By Cassie Osvatics
Since forming in 2013, though still relatively young with band members in their early 20s, the St. Paul, Minnesota, band Hippo Campus has done a good bit of growing up, going from being the opener to headlining tours to performances at SXSW, Lollapalooza and on Conan.
While I haven’t been a fan from their start, I still remember the first time I heard their music. I was planning a road trip for early August of 2015 that would eventually end in Minnesota at the Chipotle Cultivate music festival in Loring Park, not far from Hippo Campus’s home town.
Of the bands at the fairly small festival, Hippo Campus was not one I was familiar with so I began to delve into their EP Bashful Creatures, released February 24 of that year. I was immediately hooked by their shockingly well developed lyrics, the fun that came along with each song and the raw power packed behind lead singer Jake Luppen’s voice.
Their performance at Chipotle Cultivate did not disappoint. Needless to say, their new album Landmark, released exactly two years after their EP, was something I’ve really looked forward and was well worth the excitement.
The album experiments a little more than their EP with vocal distortion and Luppen using more falsetto, something we got a little taste of on their single “Boyish.” However, what I missed on this album was the lower tones that Luppen sang in on their EP, regardless, Landmark is a testament to his incredible vocal range.

(Extracted data entries)
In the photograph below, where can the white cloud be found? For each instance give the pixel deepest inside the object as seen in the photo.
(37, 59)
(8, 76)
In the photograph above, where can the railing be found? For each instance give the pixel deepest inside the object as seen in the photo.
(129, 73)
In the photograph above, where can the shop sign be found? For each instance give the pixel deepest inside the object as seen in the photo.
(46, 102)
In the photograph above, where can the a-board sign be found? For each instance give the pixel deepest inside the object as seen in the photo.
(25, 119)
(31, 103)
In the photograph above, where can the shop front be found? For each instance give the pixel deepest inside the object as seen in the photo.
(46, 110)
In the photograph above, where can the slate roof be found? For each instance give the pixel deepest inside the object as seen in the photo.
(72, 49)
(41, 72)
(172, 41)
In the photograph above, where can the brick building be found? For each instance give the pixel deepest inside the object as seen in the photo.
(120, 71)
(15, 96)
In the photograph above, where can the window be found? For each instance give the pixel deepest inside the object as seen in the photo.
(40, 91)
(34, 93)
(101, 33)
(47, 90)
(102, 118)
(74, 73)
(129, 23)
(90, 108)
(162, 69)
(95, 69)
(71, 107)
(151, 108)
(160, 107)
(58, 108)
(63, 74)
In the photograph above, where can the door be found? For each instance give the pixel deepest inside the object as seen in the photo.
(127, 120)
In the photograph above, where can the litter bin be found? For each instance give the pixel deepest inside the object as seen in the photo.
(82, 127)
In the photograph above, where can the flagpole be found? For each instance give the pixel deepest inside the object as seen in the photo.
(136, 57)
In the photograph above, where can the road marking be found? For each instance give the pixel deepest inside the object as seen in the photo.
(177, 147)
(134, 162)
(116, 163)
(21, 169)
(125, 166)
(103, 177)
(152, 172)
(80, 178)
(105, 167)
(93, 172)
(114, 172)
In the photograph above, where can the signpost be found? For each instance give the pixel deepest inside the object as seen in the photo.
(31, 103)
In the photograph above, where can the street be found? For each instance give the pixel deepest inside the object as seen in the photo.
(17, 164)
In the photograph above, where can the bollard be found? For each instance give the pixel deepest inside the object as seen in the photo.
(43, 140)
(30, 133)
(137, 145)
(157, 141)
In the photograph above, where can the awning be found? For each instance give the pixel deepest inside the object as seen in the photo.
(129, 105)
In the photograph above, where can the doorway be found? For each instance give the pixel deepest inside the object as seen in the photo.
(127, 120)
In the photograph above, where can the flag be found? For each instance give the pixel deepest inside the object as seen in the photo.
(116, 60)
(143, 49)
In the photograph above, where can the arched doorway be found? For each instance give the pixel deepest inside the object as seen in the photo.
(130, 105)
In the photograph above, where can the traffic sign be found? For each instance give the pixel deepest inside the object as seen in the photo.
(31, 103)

WRITTEN INSTRUCTION 1 —
In the Hippo Campus review, which music festival did the reviewer attend in Loring Park?
WRITTEN INSTRUCTION 2 —
In the Hippo Campus review, write out the part between "The album experiments" and "incredible vocal range.", inclusive, replacing "falsetto" with "head voice".
The records have no connection to the review.

CORRECT OUTPUT 1 —
The Chipotle Cultivate music festival.

CORRECT OUTPUT 2 —
The album experiments a little more than their EP with vocal distortion and Luppen using more head voice, something we got a little taste of on their single “Boyish.” However, what I missed on this album was the lower tones that Luppen sang in on their EP, regardless, Landmark is a testament to his incredible vocal range.